*DIRECTIVE A*
Write out the passage of the letter about Manitoba's hog industry starting at "As one who has" and ending at "to the fire.", word for word.
*DIRECTIVE B*
Continue the letter about Manitoba's hog industry from its last sentence.

*SOURCE EXCERPT*
◆ ◆ ◆ ◆ ◆
As one who has recently retired from farming, I lament the polarization and animosity that has developed in rural Manitoba over the expanding hog industry.  I fear that articles such as the May 1 editorial, “Hog money is good” can only serve to add fuel to the fire.

I find the editorial troubling for several reasons.  First of all, the author appears to build his case on the dubious assumptions that the hog industry is a primary factor in driving up land prices and that higher land prices are good for everyone.  Secondly, the author resorts to insulting those who take an opposing position.  They are referred to as “people with limited visions and aspirations.”  R.M. councillors who oppose the expansion of the hog industry are referred to as “less business-minded councillors”; those who support the industry as “smart R.M. councillors”.  Thirdly, he judges the motives of those who oppose the indiscriminate expansion of the industry, suggesting that they must be driven by jealousy.
◆ ◆ ◆ ◆ ◆
[Collected data entries]
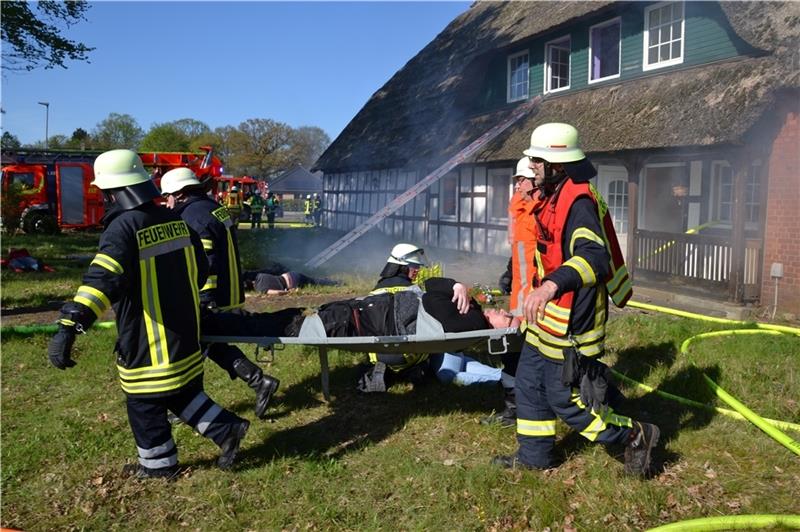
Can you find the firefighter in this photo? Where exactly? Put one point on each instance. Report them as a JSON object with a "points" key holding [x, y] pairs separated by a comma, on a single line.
{"points": [[579, 267], [224, 289], [398, 275], [256, 210], [233, 202], [148, 268], [522, 238], [308, 206], [317, 210]]}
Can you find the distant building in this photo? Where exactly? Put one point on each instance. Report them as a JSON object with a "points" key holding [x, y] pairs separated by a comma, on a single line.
{"points": [[296, 183], [690, 111]]}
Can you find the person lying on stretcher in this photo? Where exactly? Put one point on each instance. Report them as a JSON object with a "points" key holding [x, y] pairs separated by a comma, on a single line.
{"points": [[386, 314]]}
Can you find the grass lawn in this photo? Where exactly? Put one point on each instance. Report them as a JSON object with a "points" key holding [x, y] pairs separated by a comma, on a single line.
{"points": [[413, 458]]}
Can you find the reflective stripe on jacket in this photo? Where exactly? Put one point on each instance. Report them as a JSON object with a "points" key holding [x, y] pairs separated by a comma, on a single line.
{"points": [[523, 247], [213, 223]]}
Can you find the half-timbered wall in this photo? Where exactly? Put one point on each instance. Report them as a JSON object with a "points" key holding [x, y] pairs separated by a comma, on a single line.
{"points": [[466, 210]]}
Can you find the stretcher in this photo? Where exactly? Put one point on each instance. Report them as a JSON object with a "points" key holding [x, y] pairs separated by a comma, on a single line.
{"points": [[491, 341]]}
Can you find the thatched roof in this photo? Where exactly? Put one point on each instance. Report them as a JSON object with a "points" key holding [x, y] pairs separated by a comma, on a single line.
{"points": [[422, 115], [296, 180]]}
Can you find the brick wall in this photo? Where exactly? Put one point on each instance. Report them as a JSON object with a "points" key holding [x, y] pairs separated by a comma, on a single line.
{"points": [[782, 227]]}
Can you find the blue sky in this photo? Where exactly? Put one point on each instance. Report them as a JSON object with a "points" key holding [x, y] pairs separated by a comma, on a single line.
{"points": [[302, 63]]}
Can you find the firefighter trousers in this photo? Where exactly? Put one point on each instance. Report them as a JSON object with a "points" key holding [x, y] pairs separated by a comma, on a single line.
{"points": [[153, 432], [541, 398]]}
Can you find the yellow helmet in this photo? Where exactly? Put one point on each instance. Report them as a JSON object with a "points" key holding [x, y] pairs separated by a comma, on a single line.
{"points": [[523, 170], [177, 179], [555, 143], [119, 168]]}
◆ ◆ ◆ ◆ ◆
*RIGHT ANSWER A*
As one who has recently retired from farming, I lament the polarization and animosity that has developed in rural Manitoba over the expanding hog industry.  I fear that articles such as the May 1 editorial, “Hog money is good” can only serve to add fuel to the fire.

*RIGHT ANSWER B*
The most troubling feature of the editorial, however, is the apparent underlying assumption that if it can be demonstrated that the industry contributes to the building of wealth, then no other factors need to be considered.  To overlook the contribution of the hog industry to the provincial economy would be a mistake.  However, to allow economic considerations to completely override ecological concerns doesn’t make sense either.  To accuse people of jealousy when they oppose construction of large hog barns near their place of residence is to add insult to injury.  The negative effects on the quality of life of people residing near large hog barns as well as the possibility of hog barns and slaughtering facilities negatively impacting surface and groundwater quality should not be ignored.

Although dialogue and debate can be useful, it can also be destructive and damaging.  The May 1 editorial strikes me as being totally one-sided and consequently can only contribute to polarization.  There was a time when I expected more from the editorial page of the Manitoba Co-operator.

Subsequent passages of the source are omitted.